=== Section Start ===

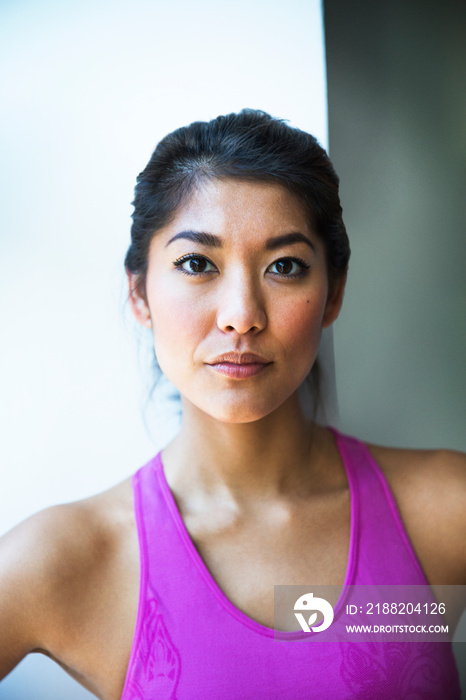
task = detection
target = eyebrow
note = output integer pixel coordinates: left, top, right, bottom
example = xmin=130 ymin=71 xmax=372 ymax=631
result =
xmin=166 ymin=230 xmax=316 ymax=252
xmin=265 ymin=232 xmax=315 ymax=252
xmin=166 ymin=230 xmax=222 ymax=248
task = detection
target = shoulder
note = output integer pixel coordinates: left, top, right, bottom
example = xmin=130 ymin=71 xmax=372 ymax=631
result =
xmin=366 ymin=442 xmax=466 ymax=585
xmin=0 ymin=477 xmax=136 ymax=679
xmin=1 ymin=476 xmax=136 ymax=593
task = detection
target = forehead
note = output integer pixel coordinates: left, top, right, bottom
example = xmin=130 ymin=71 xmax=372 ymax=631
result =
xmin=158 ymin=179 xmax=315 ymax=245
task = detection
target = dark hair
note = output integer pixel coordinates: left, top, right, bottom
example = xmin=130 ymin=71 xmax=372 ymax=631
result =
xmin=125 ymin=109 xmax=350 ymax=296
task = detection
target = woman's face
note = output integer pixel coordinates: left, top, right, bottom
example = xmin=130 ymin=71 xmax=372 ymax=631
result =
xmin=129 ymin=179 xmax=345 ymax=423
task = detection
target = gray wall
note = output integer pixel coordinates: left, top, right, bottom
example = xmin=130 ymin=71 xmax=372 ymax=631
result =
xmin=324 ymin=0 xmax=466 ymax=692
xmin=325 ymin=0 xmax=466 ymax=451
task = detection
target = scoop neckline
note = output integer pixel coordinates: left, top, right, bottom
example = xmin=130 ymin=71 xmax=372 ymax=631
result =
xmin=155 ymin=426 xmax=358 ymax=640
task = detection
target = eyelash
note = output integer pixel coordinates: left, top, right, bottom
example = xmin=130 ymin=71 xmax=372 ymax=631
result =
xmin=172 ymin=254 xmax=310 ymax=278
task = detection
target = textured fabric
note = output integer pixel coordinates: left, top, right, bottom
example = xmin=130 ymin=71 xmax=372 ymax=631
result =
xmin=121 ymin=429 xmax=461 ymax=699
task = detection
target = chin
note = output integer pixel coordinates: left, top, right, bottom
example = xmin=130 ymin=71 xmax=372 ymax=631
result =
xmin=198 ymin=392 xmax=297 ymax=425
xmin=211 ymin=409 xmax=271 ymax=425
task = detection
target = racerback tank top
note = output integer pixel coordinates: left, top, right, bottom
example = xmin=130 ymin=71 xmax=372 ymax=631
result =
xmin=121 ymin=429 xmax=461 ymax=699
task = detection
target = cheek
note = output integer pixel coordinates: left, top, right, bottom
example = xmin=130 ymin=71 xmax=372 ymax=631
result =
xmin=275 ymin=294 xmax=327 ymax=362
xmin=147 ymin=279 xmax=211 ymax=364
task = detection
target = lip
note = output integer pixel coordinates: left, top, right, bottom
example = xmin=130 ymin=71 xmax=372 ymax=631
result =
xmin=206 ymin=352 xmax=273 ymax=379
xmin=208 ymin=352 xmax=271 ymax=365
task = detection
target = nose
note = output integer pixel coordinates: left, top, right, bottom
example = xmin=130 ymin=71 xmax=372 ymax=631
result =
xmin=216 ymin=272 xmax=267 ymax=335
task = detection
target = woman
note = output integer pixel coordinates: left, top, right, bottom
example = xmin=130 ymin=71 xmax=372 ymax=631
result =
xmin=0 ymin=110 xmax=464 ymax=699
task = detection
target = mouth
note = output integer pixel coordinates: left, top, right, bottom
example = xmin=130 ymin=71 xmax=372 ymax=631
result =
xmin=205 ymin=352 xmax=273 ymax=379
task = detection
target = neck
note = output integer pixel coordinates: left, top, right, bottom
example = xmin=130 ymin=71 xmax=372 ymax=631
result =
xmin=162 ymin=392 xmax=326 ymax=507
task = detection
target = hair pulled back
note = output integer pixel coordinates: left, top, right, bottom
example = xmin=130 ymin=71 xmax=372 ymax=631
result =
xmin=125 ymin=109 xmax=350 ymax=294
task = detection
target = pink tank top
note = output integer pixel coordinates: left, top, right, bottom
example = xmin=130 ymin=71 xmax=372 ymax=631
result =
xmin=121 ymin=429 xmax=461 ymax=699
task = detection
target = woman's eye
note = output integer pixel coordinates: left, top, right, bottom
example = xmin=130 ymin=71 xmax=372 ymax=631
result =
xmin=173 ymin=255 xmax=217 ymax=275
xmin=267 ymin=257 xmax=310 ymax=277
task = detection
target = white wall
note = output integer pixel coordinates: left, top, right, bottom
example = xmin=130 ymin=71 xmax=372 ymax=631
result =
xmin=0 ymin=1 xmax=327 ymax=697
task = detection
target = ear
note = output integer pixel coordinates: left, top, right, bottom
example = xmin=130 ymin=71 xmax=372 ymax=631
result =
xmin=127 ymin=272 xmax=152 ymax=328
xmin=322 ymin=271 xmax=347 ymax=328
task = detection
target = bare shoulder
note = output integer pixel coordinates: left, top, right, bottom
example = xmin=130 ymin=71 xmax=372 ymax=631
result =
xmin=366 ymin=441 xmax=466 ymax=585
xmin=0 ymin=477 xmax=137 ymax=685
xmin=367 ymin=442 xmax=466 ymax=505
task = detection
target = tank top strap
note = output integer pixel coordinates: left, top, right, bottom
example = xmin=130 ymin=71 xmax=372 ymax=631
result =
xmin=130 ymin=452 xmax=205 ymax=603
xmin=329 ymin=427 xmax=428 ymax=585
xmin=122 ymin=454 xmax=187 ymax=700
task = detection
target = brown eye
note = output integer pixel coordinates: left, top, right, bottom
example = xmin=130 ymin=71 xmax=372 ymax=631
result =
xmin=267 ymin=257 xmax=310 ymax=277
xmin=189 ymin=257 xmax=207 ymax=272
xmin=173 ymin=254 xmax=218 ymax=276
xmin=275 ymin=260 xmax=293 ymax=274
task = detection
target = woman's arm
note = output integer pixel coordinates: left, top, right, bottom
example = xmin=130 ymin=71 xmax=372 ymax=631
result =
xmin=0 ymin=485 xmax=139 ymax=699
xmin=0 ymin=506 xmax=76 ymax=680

=== Section End ===

TASK DIRECTIONS –
What you return must match each record exactly and contain no images.

RESPONSE FOR THIS EXERCISE –
task = detection
target = eyebrow
note = output integer pixel coordinates: left, top, right, bottom
example = xmin=130 ymin=71 xmax=372 ymax=631
result =
xmin=166 ymin=230 xmax=316 ymax=252
xmin=265 ymin=232 xmax=315 ymax=252
xmin=166 ymin=230 xmax=222 ymax=248
task = detection
target = shoulder
note = output integer pixel coordinates: left, top, right, bottom
example = xmin=130 ymin=71 xmax=372 ymax=631
result =
xmin=366 ymin=442 xmax=466 ymax=585
xmin=0 ymin=477 xmax=136 ymax=679
xmin=1 ymin=476 xmax=136 ymax=593
task = detection
target = forehead
note = output integer pixel coordinates: left, top, right, bottom
example = xmin=130 ymin=71 xmax=372 ymax=631
result =
xmin=158 ymin=179 xmax=315 ymax=245
task = detection
target = dark hair
note = output integer pixel coordinates: left, top, right, bottom
example = xmin=130 ymin=71 xmax=372 ymax=631
result =
xmin=125 ymin=109 xmax=350 ymax=296
task = detection
target = woman's face
note = output integer pixel coordinates: left, top, right, bottom
example = xmin=130 ymin=71 xmax=372 ymax=631
result =
xmin=129 ymin=179 xmax=345 ymax=423
task = detection
target = gray wall
note = output integer pixel coordinates: left, top, right, bottom
example = xmin=130 ymin=71 xmax=372 ymax=631
result =
xmin=324 ymin=0 xmax=466 ymax=692
xmin=325 ymin=0 xmax=466 ymax=451
task = detection
target = scoop neckline
note = output integer pixel coordinates: left, top, right, bottom
example = xmin=130 ymin=71 xmax=372 ymax=631
result =
xmin=155 ymin=426 xmax=358 ymax=640
task = detection
target = eyelash
note = output integer pixel coordinates: left, top, right, bottom
example = xmin=130 ymin=71 xmax=372 ymax=631
result =
xmin=172 ymin=254 xmax=310 ymax=278
task = detection
target = textured fabric
note = output integer pixel coordinates: left, top, right, bottom
example = xmin=130 ymin=71 xmax=372 ymax=631
result =
xmin=121 ymin=429 xmax=461 ymax=699
task = detection
target = chin
note = output integer pixel coordinates: left, top, right, bottom
example = xmin=130 ymin=71 xmax=372 ymax=631
result =
xmin=198 ymin=392 xmax=297 ymax=425
xmin=211 ymin=409 xmax=271 ymax=425
task = detection
target = racerback tank top
note = output integer pixel coordinates: left, top, right, bottom
example = xmin=130 ymin=71 xmax=372 ymax=631
result =
xmin=121 ymin=429 xmax=461 ymax=699
task = detection
target = cheek
note = output integer pixel coordinates: left, top, right, bottom
example = xmin=130 ymin=71 xmax=372 ymax=631
result =
xmin=275 ymin=294 xmax=327 ymax=362
xmin=147 ymin=279 xmax=211 ymax=364
task = detection
target = lip
note = output integer pixel coordinates: left, top, right, bottom
example = xmin=130 ymin=71 xmax=372 ymax=631
result =
xmin=206 ymin=352 xmax=273 ymax=379
xmin=208 ymin=352 xmax=271 ymax=365
task = detection
target = nose
note = output integer pixel coordinates: left, top, right, bottom
example = xmin=130 ymin=71 xmax=372 ymax=631
result =
xmin=216 ymin=272 xmax=267 ymax=335
task = detection
target = woman
note = output integer pixel coordinates: left, top, right, bottom
example = xmin=130 ymin=71 xmax=372 ymax=631
result =
xmin=0 ymin=110 xmax=464 ymax=699
task = detection
target = mouth
note = output integer pixel coordinates: left, top, right, bottom
example = xmin=130 ymin=71 xmax=372 ymax=631
result =
xmin=205 ymin=352 xmax=273 ymax=379
task = detection
target = neck
note = output integer pixel coordinates: left, top, right, bottom
example = xmin=130 ymin=71 xmax=372 ymax=631
result =
xmin=162 ymin=392 xmax=326 ymax=507
task = detection
target = hair pulled back
note = output integer pixel coordinates: left, top, right, bottom
example = xmin=130 ymin=71 xmax=372 ymax=631
result =
xmin=125 ymin=109 xmax=350 ymax=294
task = detection
target = pink tank top
note = output integer pixel coordinates: left, top, right, bottom
example = xmin=130 ymin=71 xmax=372 ymax=631
result =
xmin=121 ymin=429 xmax=461 ymax=699
task = detection
target = woman's eye
note = output integer pixel coordinates: left, top, right, bottom
example = xmin=130 ymin=71 xmax=372 ymax=631
result =
xmin=173 ymin=255 xmax=217 ymax=275
xmin=267 ymin=257 xmax=310 ymax=277
task = detection
target = white wall
note = output integer pixel coordinates: left, top, right, bottom
example = xmin=130 ymin=71 xmax=372 ymax=631
result =
xmin=0 ymin=1 xmax=327 ymax=697
task = detection
target = ear
note = output integer pixel coordinates: left, top, right, bottom
example = xmin=130 ymin=71 xmax=372 ymax=631
result =
xmin=127 ymin=272 xmax=152 ymax=328
xmin=322 ymin=271 xmax=347 ymax=328
task = detection
target = bare shoulder
note = output integer pixel coordinates: left, top, right, bottom
example = xmin=130 ymin=71 xmax=372 ymax=631
result =
xmin=366 ymin=441 xmax=466 ymax=585
xmin=0 ymin=477 xmax=137 ymax=685
xmin=367 ymin=442 xmax=466 ymax=505
task = detection
target = tank top strap
note = output integer pixel coordinates: left, top, right, bottom
example = xmin=130 ymin=71 xmax=372 ymax=631
result =
xmin=130 ymin=452 xmax=205 ymax=603
xmin=329 ymin=427 xmax=428 ymax=585
xmin=122 ymin=454 xmax=187 ymax=700
task = detection
target = brown eye
note = output integer pixel coordinates: left, top, right, bottom
example = xmin=130 ymin=71 xmax=372 ymax=631
result =
xmin=267 ymin=257 xmax=310 ymax=277
xmin=189 ymin=257 xmax=207 ymax=272
xmin=173 ymin=254 xmax=218 ymax=276
xmin=275 ymin=260 xmax=293 ymax=274
task = detection
target = woman's arm
note = output integer pixel coordinates: left, top, right, bottom
example = xmin=130 ymin=71 xmax=372 ymax=631
result =
xmin=0 ymin=485 xmax=139 ymax=699
xmin=0 ymin=506 xmax=76 ymax=680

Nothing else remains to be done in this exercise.